_Requirement_
Copy out each line of the material that includes the word "grass".

—————

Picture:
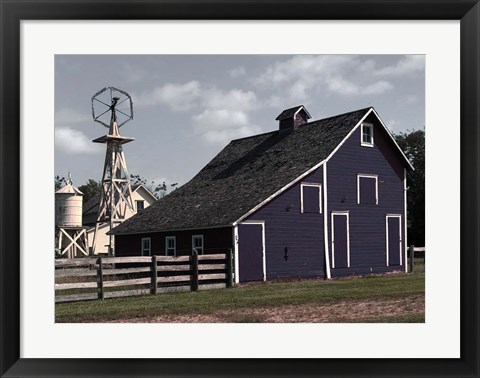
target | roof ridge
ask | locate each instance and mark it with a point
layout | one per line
(254, 136)
(338, 115)
(305, 124)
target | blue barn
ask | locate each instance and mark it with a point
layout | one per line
(312, 199)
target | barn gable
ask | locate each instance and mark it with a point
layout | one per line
(244, 174)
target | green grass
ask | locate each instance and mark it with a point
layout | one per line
(262, 295)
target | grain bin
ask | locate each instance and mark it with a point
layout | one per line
(68, 206)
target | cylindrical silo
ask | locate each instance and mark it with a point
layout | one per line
(68, 206)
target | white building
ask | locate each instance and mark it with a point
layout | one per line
(141, 197)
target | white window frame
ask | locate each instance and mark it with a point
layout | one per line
(367, 175)
(167, 238)
(369, 125)
(149, 245)
(203, 242)
(319, 186)
(136, 205)
(347, 213)
(399, 216)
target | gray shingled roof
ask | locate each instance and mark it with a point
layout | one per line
(242, 175)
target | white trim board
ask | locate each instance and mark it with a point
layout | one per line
(347, 214)
(367, 175)
(264, 254)
(235, 249)
(365, 144)
(399, 216)
(405, 216)
(325, 223)
(203, 242)
(167, 238)
(314, 185)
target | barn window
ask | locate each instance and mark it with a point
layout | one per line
(311, 198)
(170, 246)
(197, 243)
(140, 205)
(367, 189)
(146, 247)
(367, 134)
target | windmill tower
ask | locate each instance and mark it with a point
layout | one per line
(112, 108)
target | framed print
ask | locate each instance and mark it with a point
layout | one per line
(41, 40)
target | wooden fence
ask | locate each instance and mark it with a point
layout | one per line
(112, 277)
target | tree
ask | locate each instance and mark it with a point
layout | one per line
(59, 182)
(90, 189)
(158, 190)
(412, 144)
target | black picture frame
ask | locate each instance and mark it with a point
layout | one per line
(12, 12)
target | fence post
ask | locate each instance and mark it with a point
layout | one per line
(412, 255)
(229, 268)
(100, 279)
(154, 275)
(194, 285)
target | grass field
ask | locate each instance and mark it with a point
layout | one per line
(389, 298)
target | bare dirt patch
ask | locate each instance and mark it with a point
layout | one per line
(343, 311)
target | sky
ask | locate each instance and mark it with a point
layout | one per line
(186, 108)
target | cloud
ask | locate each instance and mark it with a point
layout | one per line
(222, 125)
(234, 99)
(179, 97)
(379, 87)
(185, 97)
(407, 65)
(237, 72)
(74, 142)
(301, 77)
(69, 116)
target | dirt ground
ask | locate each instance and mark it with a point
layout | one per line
(346, 311)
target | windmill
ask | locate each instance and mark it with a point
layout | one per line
(112, 108)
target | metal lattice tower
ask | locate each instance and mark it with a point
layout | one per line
(116, 194)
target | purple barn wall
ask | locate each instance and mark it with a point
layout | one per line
(215, 240)
(367, 221)
(301, 234)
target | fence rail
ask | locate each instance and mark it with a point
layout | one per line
(110, 277)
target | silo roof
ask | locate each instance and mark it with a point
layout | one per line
(69, 189)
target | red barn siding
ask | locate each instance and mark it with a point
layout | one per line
(215, 240)
(367, 221)
(301, 234)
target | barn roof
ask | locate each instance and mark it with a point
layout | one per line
(288, 113)
(245, 173)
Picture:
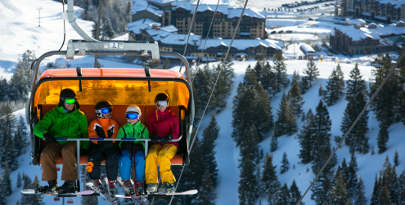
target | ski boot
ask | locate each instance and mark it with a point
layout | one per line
(52, 186)
(151, 188)
(166, 188)
(67, 187)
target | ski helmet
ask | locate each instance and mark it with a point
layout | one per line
(67, 93)
(133, 109)
(103, 107)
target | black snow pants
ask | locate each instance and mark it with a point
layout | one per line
(111, 162)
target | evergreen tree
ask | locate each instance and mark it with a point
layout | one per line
(269, 182)
(207, 193)
(382, 139)
(20, 137)
(251, 106)
(334, 88)
(321, 92)
(304, 84)
(312, 72)
(338, 193)
(286, 121)
(19, 180)
(385, 104)
(6, 184)
(356, 139)
(296, 99)
(3, 197)
(208, 155)
(295, 194)
(396, 162)
(284, 196)
(274, 142)
(306, 138)
(360, 193)
(355, 85)
(285, 164)
(247, 184)
(280, 70)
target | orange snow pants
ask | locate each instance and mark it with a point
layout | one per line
(162, 155)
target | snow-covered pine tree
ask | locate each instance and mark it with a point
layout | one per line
(295, 194)
(285, 164)
(396, 162)
(306, 138)
(385, 104)
(311, 71)
(338, 193)
(294, 94)
(360, 193)
(207, 148)
(248, 185)
(286, 122)
(352, 175)
(280, 71)
(269, 183)
(21, 136)
(334, 89)
(355, 84)
(321, 92)
(383, 137)
(206, 194)
(356, 139)
(6, 184)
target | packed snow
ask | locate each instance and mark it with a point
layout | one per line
(19, 31)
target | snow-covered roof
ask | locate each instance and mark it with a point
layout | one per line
(242, 44)
(223, 8)
(361, 33)
(169, 28)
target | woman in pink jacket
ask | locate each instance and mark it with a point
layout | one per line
(163, 125)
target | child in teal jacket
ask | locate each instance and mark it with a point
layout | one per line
(133, 150)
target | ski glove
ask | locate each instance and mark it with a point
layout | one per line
(108, 144)
(136, 147)
(126, 145)
(100, 132)
(154, 138)
(166, 138)
(110, 132)
(49, 138)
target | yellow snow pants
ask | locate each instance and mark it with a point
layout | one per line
(162, 155)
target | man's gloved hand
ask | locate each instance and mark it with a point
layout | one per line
(166, 138)
(108, 144)
(100, 132)
(136, 147)
(110, 132)
(49, 138)
(126, 145)
(154, 138)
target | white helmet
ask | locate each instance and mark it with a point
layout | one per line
(134, 109)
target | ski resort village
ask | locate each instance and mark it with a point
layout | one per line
(184, 102)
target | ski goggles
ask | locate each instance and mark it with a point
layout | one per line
(162, 103)
(131, 116)
(70, 100)
(104, 110)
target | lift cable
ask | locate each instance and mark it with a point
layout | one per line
(64, 27)
(213, 89)
(354, 123)
(189, 30)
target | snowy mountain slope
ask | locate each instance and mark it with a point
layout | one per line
(19, 32)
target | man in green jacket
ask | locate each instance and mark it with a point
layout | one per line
(64, 121)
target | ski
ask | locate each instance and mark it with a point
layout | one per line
(141, 200)
(189, 192)
(39, 192)
(103, 193)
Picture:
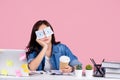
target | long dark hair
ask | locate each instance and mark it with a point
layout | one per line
(33, 45)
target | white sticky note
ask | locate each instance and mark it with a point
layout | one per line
(40, 34)
(48, 31)
(9, 63)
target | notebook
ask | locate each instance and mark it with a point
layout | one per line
(13, 62)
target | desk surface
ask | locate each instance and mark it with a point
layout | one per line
(52, 77)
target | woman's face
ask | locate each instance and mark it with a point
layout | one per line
(45, 39)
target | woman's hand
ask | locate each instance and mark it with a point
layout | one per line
(40, 42)
(67, 69)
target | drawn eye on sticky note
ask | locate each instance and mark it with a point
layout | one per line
(9, 63)
(48, 31)
(40, 34)
(25, 68)
(22, 56)
(18, 73)
(4, 72)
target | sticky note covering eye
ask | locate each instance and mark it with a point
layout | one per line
(25, 68)
(22, 56)
(18, 73)
(9, 63)
(40, 34)
(4, 72)
(48, 31)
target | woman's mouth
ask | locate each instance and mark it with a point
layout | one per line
(45, 39)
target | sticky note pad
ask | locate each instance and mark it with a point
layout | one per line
(4, 72)
(25, 68)
(9, 63)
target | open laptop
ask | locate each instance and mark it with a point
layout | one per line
(13, 62)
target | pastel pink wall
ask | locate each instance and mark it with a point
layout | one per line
(91, 28)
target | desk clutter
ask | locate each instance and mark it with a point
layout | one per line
(112, 69)
(17, 66)
(13, 63)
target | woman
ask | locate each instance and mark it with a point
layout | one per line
(44, 53)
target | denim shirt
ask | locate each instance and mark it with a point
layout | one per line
(57, 51)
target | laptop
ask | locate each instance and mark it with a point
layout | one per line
(13, 62)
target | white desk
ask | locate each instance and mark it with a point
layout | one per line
(52, 77)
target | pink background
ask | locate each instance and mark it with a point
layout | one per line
(91, 28)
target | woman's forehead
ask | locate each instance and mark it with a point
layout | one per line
(41, 27)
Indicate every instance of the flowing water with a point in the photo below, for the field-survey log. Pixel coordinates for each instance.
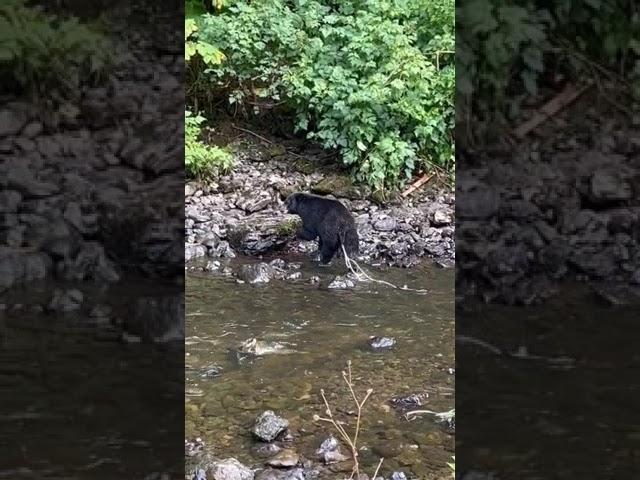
(325, 329)
(567, 406)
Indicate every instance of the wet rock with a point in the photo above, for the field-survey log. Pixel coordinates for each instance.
(193, 447)
(193, 251)
(440, 218)
(268, 450)
(617, 295)
(398, 476)
(329, 451)
(341, 282)
(65, 301)
(229, 469)
(273, 474)
(285, 458)
(256, 273)
(609, 186)
(380, 343)
(410, 401)
(211, 372)
(338, 186)
(250, 204)
(268, 426)
(157, 319)
(200, 474)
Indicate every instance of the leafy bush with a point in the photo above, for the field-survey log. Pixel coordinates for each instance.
(40, 52)
(202, 161)
(506, 48)
(372, 78)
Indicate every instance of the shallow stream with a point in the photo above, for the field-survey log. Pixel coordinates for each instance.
(326, 329)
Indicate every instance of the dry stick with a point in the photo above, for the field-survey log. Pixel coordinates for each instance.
(352, 443)
(416, 185)
(266, 140)
(549, 109)
(361, 275)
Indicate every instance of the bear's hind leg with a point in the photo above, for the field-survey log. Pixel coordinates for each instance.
(327, 251)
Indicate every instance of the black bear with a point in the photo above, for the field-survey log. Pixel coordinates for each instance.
(327, 219)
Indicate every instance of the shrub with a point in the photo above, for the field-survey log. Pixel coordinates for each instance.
(202, 161)
(40, 52)
(371, 78)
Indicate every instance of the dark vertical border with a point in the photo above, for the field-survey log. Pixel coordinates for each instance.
(547, 240)
(91, 240)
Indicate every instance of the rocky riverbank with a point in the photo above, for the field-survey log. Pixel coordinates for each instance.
(83, 195)
(564, 205)
(243, 214)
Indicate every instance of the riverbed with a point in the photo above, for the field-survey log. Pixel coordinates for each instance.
(325, 329)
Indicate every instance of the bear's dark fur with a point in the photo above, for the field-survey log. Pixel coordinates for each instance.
(326, 219)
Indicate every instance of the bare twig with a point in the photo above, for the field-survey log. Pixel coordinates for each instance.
(549, 109)
(351, 442)
(417, 184)
(253, 133)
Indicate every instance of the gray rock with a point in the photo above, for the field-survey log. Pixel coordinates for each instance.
(274, 474)
(284, 459)
(379, 343)
(65, 301)
(192, 251)
(385, 224)
(341, 282)
(329, 451)
(440, 218)
(268, 426)
(229, 469)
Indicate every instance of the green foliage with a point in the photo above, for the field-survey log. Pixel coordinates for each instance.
(371, 78)
(40, 52)
(202, 161)
(505, 48)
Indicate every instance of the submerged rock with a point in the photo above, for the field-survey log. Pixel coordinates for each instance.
(341, 282)
(329, 451)
(381, 343)
(284, 458)
(66, 300)
(274, 474)
(268, 426)
(256, 273)
(229, 469)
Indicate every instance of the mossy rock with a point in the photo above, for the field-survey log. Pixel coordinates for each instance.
(288, 227)
(339, 186)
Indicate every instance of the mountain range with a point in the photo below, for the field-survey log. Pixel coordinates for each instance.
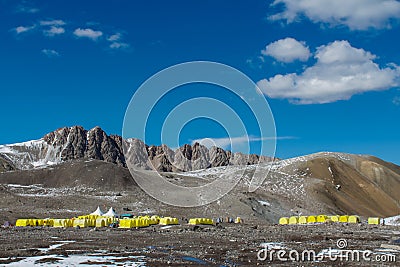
(71, 143)
(71, 166)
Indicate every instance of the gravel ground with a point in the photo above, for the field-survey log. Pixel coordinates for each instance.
(183, 245)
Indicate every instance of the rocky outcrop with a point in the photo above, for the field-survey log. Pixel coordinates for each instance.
(71, 143)
(76, 143)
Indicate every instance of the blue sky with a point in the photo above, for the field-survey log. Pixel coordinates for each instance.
(328, 69)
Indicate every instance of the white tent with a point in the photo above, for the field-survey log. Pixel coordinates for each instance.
(97, 212)
(110, 213)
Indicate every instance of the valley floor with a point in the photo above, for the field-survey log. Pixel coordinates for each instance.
(183, 245)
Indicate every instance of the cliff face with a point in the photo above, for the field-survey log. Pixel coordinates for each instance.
(71, 143)
(78, 143)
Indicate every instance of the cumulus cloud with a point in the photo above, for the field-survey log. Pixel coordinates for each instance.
(116, 41)
(22, 29)
(234, 141)
(355, 14)
(340, 72)
(287, 50)
(50, 53)
(115, 37)
(23, 8)
(53, 31)
(119, 45)
(56, 22)
(88, 33)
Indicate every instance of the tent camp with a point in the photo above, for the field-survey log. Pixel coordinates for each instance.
(97, 212)
(110, 213)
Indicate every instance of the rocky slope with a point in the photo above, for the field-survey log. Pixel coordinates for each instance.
(70, 143)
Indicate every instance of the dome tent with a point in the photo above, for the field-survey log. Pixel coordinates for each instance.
(110, 213)
(97, 212)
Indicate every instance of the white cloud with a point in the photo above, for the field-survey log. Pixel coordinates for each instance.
(287, 50)
(116, 42)
(355, 14)
(234, 141)
(53, 31)
(22, 29)
(88, 33)
(56, 22)
(27, 9)
(119, 45)
(340, 72)
(50, 53)
(115, 37)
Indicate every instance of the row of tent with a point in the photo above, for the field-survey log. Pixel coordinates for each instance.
(319, 219)
(327, 219)
(100, 219)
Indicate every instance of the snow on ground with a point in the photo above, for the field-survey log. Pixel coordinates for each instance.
(395, 220)
(97, 259)
(264, 203)
(32, 154)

—————

_Solution for this task_
target | green grass
target | grass field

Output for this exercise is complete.